**To do:**
Print all the records below, word for word and in full.

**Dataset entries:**
BEGIN
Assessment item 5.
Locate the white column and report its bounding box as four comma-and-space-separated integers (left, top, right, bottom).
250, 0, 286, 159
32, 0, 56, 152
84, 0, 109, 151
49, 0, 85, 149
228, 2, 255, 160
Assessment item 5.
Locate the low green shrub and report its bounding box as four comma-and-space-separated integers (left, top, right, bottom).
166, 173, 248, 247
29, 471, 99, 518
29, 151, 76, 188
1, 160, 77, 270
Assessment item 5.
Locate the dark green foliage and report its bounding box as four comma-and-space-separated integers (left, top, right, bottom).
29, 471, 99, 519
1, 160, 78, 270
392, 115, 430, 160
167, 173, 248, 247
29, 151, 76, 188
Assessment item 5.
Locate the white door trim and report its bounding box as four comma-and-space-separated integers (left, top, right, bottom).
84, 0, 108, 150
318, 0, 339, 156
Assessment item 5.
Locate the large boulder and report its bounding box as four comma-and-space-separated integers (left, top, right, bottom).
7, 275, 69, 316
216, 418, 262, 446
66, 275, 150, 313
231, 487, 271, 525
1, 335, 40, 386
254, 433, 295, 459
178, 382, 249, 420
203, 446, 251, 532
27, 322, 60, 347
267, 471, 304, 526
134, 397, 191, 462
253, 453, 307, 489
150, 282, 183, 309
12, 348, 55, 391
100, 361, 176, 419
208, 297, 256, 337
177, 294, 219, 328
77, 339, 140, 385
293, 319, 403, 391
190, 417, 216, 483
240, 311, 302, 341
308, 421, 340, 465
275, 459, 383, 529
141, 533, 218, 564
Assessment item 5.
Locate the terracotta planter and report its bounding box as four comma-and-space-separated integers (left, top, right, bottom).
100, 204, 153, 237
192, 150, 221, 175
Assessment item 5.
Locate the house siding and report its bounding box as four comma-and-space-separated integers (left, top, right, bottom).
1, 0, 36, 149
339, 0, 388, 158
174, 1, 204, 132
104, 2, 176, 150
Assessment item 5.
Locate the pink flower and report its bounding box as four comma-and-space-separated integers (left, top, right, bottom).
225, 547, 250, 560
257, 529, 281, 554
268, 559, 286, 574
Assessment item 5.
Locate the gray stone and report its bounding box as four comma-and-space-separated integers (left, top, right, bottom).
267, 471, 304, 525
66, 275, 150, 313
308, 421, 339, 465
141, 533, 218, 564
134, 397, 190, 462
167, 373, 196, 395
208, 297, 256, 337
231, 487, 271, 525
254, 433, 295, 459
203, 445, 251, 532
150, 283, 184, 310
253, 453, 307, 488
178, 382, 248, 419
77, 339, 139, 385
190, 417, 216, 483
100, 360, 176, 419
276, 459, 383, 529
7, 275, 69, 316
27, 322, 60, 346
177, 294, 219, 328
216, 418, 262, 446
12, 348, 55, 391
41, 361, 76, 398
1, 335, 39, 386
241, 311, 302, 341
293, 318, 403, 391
END
**Result:**
Assessment item 5.
Locate the white column and report its bounding box as four comma-and-space-separated integers (left, top, right, bottom).
250, 0, 286, 159
32, 0, 56, 152
84, 0, 109, 151
49, 0, 85, 149
228, 2, 255, 160
Assessment item 5.
Locate the low green shrub and report its bounding box as four comma-and-space-separated integers (left, top, right, bottom).
166, 173, 248, 247
29, 471, 99, 518
29, 151, 76, 188
1, 160, 77, 270
Assessment item 5.
Locate the dark green foliage and report its bounding box as four comma-and-space-separated integers (left, top, right, bottom).
29, 471, 99, 519
1, 160, 78, 270
392, 115, 430, 160
167, 173, 248, 247
29, 151, 76, 188
Assessment item 5.
Locate the white door trim and report its bounding box as four comma-and-space-separated integers (left, top, right, bottom).
84, 0, 108, 150
318, 0, 339, 156
Assessment item 5.
Locate the large boulder and report its bounding box as four comma-and-space-separated integers (left, top, right, bottom).
7, 275, 69, 316
216, 418, 262, 446
66, 275, 150, 313
231, 487, 271, 525
1, 335, 40, 386
254, 433, 295, 459
178, 382, 249, 420
203, 446, 251, 532
27, 322, 60, 347
267, 471, 304, 526
134, 397, 191, 462
253, 453, 307, 489
150, 282, 183, 309
12, 348, 55, 391
100, 361, 176, 419
208, 297, 256, 337
177, 294, 219, 328
77, 339, 140, 385
293, 319, 403, 391
190, 417, 216, 483
240, 311, 302, 341
308, 421, 340, 465
275, 459, 383, 529
141, 533, 218, 564
Assessment item 5.
Locate the terracotta planter and report its bounding box as four comma-and-space-separated integers (left, top, right, bottom).
100, 204, 153, 237
192, 150, 221, 175
Assessment item 5.
Locate the house siding and report its bounding box as four comma-and-space-separated integers (left, top, right, bottom).
1, 0, 36, 149
339, 0, 388, 158
174, 1, 204, 132
104, 2, 176, 150
Assessment item 5.
Locate the pink flower and report its bounding box as four comma-and-space-separated integers (left, top, right, bottom).
225, 547, 250, 560
257, 529, 281, 554
268, 559, 286, 574
Assessment item 5.
Locate the gray stone and report its bounding box as four comma-and-space-separated integers (left, top, right, bottom).
267, 471, 304, 525
66, 275, 150, 313
308, 421, 339, 465
141, 533, 218, 564
134, 397, 190, 462
167, 373, 196, 395
208, 297, 256, 337
231, 487, 271, 525
254, 433, 295, 459
203, 445, 251, 532
150, 283, 184, 310
253, 453, 307, 488
178, 382, 248, 419
77, 339, 139, 385
190, 417, 216, 483
100, 360, 176, 419
276, 459, 383, 529
7, 275, 69, 316
27, 322, 60, 346
177, 294, 219, 328
216, 418, 262, 446
12, 348, 55, 391
41, 361, 76, 398
1, 335, 39, 386
241, 311, 302, 341
293, 318, 403, 391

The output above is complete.